PROBLEM TO WORK ON =
Arrange these lines as a JSON list of strings with one string per line, leaving out blank lines and the pictures.

EXERCISE DATA =
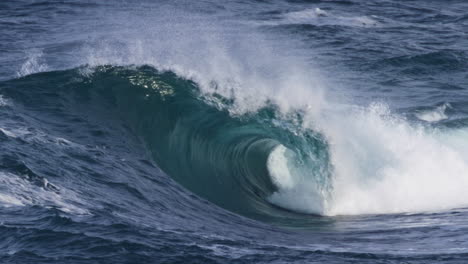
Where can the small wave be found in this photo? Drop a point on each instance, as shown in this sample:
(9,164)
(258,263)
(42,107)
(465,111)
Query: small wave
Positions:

CORRECT RESULT =
[
  "Where can the small wave be found in this photo? Drop a point on each instance, as shown in this sample:",
  "(9,164)",
  "(258,263)",
  "(42,107)",
  "(465,111)",
  "Query: small wave",
  "Positions:"
]